» **Document extract**:
Monday 2 February 2015

Catherine Sager Pringle Across The Plans in 1844


I have chosen to study the diary of Miss C. Pringle and her journey following her father, Mother and her six other siblings. Their travels begin  from Ohio to Missouri and from there to travel across the plains to arrive in central Oregon during the times of 1844. I will be focusing on the Waiillatpu massacre, 1847.

In this time the Pringle family are emigrating through the mountains where they stumble upon large amounts of Native Americans, through this contact we can study the devastation that disease brought through immigration towards the native people as some  had never been exposed to such illness there was no natural defense in the natives immune system resulting in high amounts of casualties and in some cases tribes to be pushed on the brink of extinction.   
                                                                        
She also notes the behaviors of Native Americans towards the Christian missionaries, claiming their minds were to savage to see the difference between Catholicism and the protestants. Especially after the missionaries blamed their lack of faith for the reason why the diseases were effecting them so, the Natives become "hostile".

After a while of back and forth with the catholic church the Natives become restless and began attacking travelers to protect their lands in one case it resulted in the a local doctors house where Miss Pringle and two of her brothers were staying to be almost over whelmed by a horde of Natives resulting in many casualties on both sides. From this you could see the paradoxical nature of how the practice of preaching religion was used during these times.

» **Region pointing data**:

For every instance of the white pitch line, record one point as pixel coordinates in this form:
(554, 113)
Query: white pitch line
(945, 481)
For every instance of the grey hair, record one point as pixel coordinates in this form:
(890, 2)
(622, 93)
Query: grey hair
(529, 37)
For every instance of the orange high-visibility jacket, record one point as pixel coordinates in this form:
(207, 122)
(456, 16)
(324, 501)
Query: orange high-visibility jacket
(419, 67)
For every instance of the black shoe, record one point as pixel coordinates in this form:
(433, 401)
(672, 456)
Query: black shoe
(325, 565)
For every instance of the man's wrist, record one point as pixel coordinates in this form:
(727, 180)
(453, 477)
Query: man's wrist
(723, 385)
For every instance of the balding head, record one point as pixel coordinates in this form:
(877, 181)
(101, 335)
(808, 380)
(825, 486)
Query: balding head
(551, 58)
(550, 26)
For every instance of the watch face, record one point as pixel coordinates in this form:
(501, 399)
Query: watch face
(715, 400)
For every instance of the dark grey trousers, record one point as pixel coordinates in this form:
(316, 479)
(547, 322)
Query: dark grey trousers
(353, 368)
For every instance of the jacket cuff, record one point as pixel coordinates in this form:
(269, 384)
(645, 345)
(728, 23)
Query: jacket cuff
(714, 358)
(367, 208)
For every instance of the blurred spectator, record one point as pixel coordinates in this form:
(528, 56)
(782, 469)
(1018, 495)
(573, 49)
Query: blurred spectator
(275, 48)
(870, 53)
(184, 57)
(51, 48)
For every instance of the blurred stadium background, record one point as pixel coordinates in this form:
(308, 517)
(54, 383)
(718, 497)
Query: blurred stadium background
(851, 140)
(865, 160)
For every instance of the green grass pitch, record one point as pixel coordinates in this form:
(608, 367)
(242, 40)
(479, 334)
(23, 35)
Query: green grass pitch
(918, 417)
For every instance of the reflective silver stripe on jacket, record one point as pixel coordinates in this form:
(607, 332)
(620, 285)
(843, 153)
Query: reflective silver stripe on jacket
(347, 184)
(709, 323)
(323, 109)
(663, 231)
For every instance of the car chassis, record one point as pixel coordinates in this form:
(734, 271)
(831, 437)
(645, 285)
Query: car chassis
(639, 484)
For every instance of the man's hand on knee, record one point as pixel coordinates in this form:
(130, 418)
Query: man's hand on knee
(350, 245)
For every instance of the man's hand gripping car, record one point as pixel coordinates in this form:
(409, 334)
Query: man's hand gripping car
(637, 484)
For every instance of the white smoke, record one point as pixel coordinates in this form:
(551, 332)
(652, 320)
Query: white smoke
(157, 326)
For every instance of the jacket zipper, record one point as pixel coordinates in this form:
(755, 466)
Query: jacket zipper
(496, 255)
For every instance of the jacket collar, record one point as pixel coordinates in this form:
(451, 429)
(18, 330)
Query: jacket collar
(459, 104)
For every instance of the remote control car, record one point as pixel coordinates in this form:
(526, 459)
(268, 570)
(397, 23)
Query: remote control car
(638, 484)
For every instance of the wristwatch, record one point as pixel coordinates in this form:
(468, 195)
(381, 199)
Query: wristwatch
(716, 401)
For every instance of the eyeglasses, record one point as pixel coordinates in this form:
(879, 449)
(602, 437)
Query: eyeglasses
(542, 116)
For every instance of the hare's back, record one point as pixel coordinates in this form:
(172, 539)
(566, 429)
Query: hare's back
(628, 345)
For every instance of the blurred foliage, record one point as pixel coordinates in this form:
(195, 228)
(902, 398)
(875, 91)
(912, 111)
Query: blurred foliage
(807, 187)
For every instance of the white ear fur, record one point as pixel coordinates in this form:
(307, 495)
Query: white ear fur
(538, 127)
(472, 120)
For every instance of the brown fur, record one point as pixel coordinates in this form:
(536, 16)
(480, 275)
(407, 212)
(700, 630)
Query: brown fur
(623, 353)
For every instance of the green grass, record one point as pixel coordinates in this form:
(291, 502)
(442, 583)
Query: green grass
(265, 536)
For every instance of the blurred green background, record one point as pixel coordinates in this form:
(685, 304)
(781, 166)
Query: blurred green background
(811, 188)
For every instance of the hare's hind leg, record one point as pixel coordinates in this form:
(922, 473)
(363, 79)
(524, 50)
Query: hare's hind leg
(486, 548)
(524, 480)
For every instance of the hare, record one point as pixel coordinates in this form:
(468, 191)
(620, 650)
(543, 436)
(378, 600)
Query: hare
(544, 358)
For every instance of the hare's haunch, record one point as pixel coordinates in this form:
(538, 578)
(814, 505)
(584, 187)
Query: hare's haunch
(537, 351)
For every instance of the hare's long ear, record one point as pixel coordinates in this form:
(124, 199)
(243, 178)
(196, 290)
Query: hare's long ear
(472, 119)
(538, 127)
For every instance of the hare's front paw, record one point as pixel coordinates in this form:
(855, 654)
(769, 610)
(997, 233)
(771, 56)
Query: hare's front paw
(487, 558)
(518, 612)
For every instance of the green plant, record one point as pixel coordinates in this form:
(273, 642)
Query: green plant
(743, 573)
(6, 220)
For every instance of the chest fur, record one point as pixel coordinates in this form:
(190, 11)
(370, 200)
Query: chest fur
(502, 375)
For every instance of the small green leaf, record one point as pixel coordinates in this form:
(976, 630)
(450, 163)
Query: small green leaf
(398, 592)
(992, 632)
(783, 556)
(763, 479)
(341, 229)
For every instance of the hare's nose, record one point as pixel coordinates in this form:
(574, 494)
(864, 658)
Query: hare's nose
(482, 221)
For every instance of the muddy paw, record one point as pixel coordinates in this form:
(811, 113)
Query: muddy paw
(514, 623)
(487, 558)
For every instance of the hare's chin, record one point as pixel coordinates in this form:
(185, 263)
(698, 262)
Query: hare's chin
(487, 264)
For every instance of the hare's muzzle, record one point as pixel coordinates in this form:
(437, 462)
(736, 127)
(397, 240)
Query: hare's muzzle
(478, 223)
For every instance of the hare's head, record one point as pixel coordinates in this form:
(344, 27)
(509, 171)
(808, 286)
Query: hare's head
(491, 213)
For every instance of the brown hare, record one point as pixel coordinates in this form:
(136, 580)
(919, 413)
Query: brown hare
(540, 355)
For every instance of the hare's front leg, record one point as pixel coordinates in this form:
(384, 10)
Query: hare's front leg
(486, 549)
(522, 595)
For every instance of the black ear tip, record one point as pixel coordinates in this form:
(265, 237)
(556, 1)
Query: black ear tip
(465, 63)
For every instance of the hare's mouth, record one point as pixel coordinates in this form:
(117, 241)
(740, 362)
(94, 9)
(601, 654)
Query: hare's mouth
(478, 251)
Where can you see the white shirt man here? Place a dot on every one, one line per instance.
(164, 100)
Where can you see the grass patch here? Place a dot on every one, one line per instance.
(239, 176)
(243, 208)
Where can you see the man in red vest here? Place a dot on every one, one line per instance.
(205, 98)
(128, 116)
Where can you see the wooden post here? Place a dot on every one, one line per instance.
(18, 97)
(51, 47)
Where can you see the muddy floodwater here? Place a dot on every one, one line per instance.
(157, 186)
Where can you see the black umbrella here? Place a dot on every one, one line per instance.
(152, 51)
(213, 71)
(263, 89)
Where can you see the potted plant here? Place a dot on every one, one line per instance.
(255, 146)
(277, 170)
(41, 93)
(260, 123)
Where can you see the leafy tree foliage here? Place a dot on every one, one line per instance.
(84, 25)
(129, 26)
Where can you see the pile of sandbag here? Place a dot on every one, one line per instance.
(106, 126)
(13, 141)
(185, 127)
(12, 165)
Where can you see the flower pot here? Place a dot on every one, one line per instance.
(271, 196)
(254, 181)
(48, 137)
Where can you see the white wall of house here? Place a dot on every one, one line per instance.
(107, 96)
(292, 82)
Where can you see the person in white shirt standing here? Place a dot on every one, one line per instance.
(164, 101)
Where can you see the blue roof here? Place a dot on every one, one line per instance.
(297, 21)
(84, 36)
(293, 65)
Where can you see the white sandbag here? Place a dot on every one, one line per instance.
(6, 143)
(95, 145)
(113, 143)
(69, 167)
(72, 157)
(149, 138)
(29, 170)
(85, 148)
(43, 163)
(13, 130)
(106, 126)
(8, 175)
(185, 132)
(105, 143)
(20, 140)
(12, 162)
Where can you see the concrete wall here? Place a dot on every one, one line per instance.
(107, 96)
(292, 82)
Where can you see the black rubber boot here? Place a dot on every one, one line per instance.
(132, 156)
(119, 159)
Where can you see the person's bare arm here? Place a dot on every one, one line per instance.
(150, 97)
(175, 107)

» **Task set**:
[1] List every U.S. state named in the post about the Pringle diary.
[2] Print the passage of the post about the Pringle diary that begins at the words "I have chosen" and stops after the words "the Waiillatpu massacre, 1847.".
[3] Summarize the post about the Pringle diary in two sentences.
None of the work here requires the records.

» **Task-by-task solutions**:
[1] Ohio, Missouri, Oregon

[2]
I have chosen to study the diary of Miss C. Pringle and her journey following her father, Mother and her six other siblings. Their travels begin  from Ohio to Missouri and from there to travel across the plains to arrive in central Oregon during the times of 1844. I will be focusing on the Waiillatpu massacre, 1847.

[3] The post studies the diary of Catherine Sager Pringle, whose family traveled from Ohio to Missouri and then across the plains to central Oregon in 1844, and it focuses on the Waiillatpu massacre of 1847. It describes how disease brought by immigration devastated Native Americans, how they became "hostile" after missionaries blamed their lack of faith for the illness, and how they later attacked travelers, including at a doctor's house where Pringle and two of her brothers were staying.